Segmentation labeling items
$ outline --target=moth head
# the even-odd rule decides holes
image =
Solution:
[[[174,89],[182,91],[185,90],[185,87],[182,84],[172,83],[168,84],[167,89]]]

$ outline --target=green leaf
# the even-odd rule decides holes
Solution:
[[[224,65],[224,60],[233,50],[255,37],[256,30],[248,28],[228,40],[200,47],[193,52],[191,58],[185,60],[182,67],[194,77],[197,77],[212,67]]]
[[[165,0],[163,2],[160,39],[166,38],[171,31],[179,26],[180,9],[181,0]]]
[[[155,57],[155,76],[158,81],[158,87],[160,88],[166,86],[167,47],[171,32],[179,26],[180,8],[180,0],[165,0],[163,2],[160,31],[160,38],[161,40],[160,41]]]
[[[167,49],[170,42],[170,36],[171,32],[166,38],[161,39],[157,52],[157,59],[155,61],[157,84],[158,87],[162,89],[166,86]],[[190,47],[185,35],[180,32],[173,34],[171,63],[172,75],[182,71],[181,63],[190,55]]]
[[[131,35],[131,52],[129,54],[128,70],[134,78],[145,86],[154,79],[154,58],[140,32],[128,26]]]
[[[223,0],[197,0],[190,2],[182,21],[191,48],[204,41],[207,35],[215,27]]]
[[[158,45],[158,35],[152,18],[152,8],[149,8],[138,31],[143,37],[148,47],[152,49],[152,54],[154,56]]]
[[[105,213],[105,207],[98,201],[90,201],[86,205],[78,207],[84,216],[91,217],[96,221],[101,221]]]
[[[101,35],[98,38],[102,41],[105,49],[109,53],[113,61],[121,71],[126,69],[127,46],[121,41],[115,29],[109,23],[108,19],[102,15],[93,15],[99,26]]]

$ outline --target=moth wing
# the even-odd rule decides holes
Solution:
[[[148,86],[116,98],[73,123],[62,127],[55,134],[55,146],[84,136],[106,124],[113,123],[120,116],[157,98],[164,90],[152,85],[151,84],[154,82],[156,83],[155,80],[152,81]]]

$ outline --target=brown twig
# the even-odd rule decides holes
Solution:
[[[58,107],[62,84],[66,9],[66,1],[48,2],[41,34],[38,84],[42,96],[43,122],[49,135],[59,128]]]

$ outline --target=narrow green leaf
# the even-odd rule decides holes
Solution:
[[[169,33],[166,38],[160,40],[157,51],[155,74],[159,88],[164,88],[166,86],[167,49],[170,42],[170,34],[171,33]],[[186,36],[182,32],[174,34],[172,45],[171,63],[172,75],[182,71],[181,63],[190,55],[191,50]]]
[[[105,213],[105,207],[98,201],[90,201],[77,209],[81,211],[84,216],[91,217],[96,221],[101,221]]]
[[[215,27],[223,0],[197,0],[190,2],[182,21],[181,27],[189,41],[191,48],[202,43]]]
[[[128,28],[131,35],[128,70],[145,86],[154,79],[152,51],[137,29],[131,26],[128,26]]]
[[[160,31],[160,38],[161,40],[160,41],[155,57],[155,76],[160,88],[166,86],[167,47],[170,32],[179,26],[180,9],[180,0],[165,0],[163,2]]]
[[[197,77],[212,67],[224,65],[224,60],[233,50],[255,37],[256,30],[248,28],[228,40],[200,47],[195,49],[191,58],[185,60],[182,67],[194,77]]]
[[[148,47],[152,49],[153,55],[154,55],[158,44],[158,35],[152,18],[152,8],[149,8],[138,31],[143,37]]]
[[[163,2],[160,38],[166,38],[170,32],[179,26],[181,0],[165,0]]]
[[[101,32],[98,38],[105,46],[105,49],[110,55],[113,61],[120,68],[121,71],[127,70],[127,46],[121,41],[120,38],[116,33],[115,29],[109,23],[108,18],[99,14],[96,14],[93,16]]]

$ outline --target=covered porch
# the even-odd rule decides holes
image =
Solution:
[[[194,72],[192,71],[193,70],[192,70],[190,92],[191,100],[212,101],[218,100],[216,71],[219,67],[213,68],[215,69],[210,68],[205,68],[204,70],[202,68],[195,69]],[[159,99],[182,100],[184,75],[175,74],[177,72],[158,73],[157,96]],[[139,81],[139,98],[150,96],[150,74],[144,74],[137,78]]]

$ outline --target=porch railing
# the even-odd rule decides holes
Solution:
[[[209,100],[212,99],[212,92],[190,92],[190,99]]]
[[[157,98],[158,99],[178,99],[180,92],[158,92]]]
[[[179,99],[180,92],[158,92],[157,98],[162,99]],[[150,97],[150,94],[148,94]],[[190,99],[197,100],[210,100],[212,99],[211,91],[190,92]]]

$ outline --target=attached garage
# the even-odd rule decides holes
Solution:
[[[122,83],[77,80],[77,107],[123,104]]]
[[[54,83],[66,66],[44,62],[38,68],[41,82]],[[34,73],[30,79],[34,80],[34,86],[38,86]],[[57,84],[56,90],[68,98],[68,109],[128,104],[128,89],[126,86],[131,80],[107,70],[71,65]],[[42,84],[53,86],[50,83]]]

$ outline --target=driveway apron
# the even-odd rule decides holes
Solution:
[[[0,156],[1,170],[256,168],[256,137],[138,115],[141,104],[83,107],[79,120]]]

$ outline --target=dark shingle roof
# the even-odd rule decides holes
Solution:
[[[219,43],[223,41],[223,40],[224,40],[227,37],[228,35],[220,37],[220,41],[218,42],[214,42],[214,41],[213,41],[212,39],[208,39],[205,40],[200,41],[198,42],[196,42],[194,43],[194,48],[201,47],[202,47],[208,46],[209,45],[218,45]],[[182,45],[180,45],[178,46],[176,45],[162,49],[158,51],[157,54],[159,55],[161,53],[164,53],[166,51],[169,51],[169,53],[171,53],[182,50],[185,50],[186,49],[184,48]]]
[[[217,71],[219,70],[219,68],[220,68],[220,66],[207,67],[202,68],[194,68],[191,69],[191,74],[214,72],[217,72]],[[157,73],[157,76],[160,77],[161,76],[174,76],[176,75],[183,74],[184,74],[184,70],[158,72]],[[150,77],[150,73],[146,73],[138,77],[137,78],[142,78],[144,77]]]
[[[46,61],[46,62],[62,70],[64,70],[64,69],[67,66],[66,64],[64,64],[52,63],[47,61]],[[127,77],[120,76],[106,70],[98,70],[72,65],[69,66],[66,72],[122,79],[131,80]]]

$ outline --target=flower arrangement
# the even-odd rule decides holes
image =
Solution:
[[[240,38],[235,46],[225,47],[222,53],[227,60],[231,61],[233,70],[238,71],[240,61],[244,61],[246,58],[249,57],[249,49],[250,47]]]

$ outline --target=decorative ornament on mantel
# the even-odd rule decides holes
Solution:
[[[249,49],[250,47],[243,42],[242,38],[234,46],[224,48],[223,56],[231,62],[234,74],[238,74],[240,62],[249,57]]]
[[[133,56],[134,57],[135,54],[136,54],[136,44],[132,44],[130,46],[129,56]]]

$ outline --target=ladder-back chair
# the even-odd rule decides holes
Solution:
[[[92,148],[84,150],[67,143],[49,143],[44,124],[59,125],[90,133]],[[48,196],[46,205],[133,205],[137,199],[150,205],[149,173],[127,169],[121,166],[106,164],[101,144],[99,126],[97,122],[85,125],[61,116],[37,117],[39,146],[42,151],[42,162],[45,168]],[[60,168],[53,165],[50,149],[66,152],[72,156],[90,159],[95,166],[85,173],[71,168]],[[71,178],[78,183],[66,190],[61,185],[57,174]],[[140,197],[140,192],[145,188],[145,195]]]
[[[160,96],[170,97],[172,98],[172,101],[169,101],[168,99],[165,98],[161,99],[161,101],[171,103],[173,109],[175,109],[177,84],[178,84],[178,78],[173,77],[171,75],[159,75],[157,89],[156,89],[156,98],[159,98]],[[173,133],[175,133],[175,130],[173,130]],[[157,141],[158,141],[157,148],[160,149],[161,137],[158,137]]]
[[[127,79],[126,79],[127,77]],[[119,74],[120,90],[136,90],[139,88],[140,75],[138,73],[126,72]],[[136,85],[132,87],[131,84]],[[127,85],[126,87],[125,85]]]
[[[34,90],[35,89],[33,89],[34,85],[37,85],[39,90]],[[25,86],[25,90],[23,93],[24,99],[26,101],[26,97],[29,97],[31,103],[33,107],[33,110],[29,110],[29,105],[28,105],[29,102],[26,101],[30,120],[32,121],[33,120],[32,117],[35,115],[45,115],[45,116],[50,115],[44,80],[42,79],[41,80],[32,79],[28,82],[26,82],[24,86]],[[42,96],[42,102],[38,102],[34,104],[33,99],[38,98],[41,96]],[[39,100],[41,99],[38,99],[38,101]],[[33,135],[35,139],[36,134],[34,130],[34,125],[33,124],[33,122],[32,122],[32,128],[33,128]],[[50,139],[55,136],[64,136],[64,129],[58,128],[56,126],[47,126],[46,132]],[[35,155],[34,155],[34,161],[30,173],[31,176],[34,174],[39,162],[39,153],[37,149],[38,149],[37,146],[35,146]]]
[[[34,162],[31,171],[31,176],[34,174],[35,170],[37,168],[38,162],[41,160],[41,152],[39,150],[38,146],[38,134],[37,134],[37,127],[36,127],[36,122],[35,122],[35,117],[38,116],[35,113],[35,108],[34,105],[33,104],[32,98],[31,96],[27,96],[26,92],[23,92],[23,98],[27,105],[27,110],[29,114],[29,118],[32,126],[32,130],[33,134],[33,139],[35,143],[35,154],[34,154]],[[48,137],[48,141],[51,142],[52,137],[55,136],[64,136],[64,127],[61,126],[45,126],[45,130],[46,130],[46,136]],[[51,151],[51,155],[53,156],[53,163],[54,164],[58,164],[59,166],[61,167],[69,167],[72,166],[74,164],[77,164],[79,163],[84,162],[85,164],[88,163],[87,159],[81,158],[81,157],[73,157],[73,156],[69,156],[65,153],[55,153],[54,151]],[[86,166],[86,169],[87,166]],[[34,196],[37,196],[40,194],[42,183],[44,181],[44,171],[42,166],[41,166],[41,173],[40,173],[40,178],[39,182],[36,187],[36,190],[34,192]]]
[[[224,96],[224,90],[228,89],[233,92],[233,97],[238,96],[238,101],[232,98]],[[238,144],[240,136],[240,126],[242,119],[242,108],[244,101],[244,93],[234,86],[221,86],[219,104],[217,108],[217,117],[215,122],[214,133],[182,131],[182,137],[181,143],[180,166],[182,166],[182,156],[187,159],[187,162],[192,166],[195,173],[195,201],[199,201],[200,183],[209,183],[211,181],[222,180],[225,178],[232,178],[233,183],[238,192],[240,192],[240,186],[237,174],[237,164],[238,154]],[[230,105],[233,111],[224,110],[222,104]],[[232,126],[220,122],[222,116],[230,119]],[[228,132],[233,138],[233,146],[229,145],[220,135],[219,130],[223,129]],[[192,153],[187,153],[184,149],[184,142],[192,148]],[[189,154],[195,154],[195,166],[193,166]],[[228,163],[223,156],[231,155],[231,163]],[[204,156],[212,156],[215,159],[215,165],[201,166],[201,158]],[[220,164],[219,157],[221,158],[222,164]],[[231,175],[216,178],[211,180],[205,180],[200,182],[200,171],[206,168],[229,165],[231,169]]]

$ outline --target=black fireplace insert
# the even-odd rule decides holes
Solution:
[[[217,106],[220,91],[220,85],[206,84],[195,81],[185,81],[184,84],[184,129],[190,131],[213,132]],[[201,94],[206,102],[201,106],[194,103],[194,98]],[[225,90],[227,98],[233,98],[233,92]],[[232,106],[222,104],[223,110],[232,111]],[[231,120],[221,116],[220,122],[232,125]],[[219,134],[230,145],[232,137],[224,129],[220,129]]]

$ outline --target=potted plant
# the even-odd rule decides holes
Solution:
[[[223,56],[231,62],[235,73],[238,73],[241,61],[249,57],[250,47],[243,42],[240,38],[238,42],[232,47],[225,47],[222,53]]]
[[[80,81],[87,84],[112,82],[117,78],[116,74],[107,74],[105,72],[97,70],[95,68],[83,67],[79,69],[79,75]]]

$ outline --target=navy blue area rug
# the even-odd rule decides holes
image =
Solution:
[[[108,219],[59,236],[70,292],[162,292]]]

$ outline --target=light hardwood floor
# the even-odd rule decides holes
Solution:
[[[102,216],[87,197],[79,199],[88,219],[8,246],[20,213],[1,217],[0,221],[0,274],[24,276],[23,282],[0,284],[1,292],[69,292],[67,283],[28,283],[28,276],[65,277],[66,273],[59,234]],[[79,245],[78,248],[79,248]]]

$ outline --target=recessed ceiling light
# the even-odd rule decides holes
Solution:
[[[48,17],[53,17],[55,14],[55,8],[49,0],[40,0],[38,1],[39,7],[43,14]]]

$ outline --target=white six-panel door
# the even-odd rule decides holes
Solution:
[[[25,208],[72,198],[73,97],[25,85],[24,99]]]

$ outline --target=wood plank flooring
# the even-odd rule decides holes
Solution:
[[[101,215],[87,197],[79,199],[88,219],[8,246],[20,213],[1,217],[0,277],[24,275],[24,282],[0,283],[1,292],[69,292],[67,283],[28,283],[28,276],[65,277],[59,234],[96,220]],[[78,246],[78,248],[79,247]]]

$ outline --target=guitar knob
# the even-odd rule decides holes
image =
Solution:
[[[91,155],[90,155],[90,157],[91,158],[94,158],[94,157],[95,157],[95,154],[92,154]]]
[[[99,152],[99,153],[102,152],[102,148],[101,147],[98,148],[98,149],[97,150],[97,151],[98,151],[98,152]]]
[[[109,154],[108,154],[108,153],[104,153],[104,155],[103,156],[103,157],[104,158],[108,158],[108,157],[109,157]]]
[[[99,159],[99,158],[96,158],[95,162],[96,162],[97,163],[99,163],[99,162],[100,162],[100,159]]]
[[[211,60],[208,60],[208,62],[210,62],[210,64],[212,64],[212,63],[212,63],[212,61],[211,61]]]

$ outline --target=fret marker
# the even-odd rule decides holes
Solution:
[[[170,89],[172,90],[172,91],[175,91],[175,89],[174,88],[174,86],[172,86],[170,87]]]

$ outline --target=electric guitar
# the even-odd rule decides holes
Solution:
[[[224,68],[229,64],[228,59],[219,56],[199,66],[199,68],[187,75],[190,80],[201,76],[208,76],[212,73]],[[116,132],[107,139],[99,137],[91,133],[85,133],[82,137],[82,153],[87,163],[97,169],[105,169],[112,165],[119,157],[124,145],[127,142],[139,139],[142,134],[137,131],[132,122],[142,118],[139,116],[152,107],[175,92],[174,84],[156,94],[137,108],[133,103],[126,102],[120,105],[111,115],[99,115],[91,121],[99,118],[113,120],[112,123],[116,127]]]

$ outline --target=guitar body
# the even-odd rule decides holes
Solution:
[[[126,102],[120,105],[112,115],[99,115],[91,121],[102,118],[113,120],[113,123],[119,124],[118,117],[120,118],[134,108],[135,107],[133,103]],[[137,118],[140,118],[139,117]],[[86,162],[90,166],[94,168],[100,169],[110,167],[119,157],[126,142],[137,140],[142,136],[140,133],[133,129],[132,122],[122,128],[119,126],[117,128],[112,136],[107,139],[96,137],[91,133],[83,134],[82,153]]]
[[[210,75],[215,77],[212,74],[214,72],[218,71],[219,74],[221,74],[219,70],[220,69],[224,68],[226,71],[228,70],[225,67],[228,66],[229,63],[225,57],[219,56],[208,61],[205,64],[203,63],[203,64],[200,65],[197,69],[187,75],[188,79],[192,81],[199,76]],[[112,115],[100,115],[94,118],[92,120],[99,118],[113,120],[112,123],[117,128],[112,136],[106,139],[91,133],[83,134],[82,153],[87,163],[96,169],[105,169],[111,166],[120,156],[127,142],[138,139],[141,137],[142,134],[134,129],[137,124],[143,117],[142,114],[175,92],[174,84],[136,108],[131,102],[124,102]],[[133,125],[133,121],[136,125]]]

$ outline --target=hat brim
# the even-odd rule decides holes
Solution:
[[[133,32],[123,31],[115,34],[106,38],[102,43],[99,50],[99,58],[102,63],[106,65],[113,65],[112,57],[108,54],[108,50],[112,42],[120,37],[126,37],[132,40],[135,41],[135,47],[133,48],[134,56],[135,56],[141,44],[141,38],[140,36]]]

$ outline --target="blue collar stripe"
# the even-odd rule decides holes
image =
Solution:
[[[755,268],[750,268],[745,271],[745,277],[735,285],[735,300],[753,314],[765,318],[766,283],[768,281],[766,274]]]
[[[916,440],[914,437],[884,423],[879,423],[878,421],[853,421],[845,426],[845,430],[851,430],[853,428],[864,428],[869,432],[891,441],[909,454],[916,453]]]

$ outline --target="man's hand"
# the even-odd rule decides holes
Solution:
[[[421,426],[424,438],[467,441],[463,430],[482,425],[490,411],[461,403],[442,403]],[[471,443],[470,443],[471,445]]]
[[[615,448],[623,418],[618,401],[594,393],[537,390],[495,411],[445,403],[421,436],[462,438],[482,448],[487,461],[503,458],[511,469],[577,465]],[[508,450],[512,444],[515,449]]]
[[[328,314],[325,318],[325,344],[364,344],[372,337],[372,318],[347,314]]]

> **Given exercise**
Gather every line of the material above that contains the string "blue". Case counts.

> **Solution**
$ outline --target=navy blue area rug
$ outline --target="blue collar stripe"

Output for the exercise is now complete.